* [Exercise requirements] Pull every line of the data below and reproduce each one without any change.

━━ Extracted records

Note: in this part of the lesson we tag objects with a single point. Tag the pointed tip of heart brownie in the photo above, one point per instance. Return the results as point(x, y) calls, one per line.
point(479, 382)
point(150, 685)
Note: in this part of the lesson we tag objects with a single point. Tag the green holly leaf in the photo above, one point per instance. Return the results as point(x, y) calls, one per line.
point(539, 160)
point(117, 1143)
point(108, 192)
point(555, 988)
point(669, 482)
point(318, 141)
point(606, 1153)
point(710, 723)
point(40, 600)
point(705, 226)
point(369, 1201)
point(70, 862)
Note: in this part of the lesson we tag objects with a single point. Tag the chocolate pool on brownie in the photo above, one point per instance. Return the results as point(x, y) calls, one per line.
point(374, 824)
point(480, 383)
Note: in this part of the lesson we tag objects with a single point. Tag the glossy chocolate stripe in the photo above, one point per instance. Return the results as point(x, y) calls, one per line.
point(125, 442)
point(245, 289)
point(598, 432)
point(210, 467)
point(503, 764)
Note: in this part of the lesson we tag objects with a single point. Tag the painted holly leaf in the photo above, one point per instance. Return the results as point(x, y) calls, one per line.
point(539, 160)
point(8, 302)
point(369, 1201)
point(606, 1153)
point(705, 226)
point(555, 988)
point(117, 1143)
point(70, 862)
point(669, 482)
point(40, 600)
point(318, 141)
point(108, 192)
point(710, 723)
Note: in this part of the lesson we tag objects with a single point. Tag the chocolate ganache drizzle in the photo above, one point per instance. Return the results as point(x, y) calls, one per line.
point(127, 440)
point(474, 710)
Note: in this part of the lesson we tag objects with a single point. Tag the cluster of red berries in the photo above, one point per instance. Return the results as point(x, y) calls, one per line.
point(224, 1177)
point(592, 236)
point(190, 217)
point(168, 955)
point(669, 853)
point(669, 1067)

━━━━

* [Reply]
Note: in this part of the lesson we tag objects with a single point. Tag the pointed tip of heart brownie in the photo above, one point per instance. Return the results as point(x, y) calls, one per line.
point(479, 382)
point(150, 685)
Note: in this part of the lesson we tag objects with a single point. Tag the green holly leaf in the photo above, one point per instance. Return the results as point(x, y) calls, one per line.
point(539, 160)
point(117, 1143)
point(108, 192)
point(555, 988)
point(669, 482)
point(318, 141)
point(606, 1153)
point(710, 723)
point(40, 600)
point(705, 226)
point(369, 1201)
point(70, 862)
Note: in this part of the lesson we tag objects with a single point. Tag the chocolate pool on brownie in the photo above, one point per instance. Return the results as point(x, y) calls, one per line.
point(374, 824)
point(480, 383)
Note: in this part of the lesson we tag objects with a single point. Tag the glossy chocolate stripe in the photo above, one point per instance. Return the results as point(x, y) calls, one per line.
point(125, 442)
point(245, 289)
point(598, 432)
point(210, 467)
point(503, 764)
Note: in this part of the lesson we tag objects with a single point. Tag the painted holly leaf in the photo above, one point per instance. Return the results as point(x, y) calls, one per line.
point(539, 160)
point(8, 302)
point(369, 1201)
point(606, 1153)
point(705, 226)
point(555, 988)
point(117, 1143)
point(70, 862)
point(669, 482)
point(40, 600)
point(318, 141)
point(108, 192)
point(710, 723)
Note: in this part of the lesson we tag objects with a single point. Tag the chocolate ganache drizzle in the photo above, one point per instance. Return the results as point(x, y) calls, one per line.
point(127, 440)
point(474, 710)
Note: in this part of the lesson we tag objects with a single point. Tag the cluster of red berries in the photo above, one point per instance. Return the results as point(x, y) calls, one per line.
point(224, 1177)
point(592, 236)
point(190, 217)
point(168, 955)
point(669, 853)
point(669, 1067)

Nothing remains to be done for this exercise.